EXERCISE BRIEF: In the forum thread below about classifying restaurant reviews, list every web address that appears in the comments.

READING PASSAGE:
3

I am doing my university project on python. I am new to python. I have been given the below project

Build a classifier that predicts whether a restaurant review is positive or negative, based only on the text. Use reviews from TripAdvisor. Winning team gets a bonus.

Now in this project i have extracted the data from Tripadvisor but can someone please help me on how do it classify them ? i did not understand much in class so can someone please tell me a good video tutorial where i can learn this classification

Thanks in advance Rob

  • You will probably need to use [NTLK Sentiment Analysis package](http://text-processing.com/demo/sentiment/). In particular, read [the first linked article](http://streamhacker.com/2010/05/10/text-classification-sentiment-analysis-naive-bayes-classifier/), as it explains the process step by step. If you still don't understand the theory after that, you should probably talk to your teacher. If you get stuck on the implementation, come back here with a specific question. As it stands, the question will be closed either for asking for recommendations or for being too broad. – Amadan Oct 16 '14 at 00:46
  • related: [Sentiment analysis for Twitter in Python](http://stackoverflow.com/q/573768/4279) – jfs Oct 16 '14 at 02:08
  • related: [Twitter sentiment analysis technics](http://stackoverflow.com/q/13713817/4279) – jfs Oct 16 '14 at 02:09

1 Answers1

2

I see the following step

  1. Fetch data from TripAdvisor
  2. Analyse data and extract name of restaurant and run NLTK Naive Bayes Classification on the test reviews.

Stored records
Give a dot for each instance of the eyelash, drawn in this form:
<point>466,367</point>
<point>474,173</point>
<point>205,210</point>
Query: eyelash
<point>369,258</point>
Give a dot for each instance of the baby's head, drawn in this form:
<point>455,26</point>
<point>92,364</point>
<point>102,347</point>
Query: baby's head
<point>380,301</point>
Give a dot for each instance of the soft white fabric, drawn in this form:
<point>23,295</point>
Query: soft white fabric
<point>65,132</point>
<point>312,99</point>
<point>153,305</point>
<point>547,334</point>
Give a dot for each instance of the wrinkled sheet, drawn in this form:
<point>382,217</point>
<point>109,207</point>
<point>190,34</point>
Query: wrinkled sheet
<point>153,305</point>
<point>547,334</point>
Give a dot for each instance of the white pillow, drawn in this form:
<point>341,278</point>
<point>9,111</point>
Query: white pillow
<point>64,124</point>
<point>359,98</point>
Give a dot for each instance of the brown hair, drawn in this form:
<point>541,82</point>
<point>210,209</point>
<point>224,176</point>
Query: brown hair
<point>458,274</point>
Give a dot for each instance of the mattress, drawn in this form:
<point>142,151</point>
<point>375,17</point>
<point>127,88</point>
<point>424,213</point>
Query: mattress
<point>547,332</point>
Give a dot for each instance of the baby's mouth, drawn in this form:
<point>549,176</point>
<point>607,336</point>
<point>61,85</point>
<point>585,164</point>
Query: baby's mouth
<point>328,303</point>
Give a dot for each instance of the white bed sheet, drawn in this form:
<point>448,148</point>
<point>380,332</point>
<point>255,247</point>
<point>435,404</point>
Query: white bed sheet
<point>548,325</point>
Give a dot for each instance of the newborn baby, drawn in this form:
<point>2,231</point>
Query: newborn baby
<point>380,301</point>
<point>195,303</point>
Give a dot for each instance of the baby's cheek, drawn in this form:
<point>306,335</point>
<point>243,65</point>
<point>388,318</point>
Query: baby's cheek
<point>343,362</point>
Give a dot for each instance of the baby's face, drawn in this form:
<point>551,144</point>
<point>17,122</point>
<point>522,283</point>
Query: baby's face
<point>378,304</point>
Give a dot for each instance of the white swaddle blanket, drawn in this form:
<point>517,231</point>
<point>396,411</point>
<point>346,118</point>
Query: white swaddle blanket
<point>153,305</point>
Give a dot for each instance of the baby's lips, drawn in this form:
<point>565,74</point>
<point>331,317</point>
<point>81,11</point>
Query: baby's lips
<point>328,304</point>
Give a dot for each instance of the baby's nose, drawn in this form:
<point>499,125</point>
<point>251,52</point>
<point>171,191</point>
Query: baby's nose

SOLUTION TO THE EXERCISE:
- http://text-processing.com/demo/sentiment/
- http://streamhacker.com/2010/05/10/text-classification-sentiment-analysis-naive-bayes-classifier/
- http://stackoverflow.com/q/573768/4279
- http://stackoverflow.com/q/13713817/4279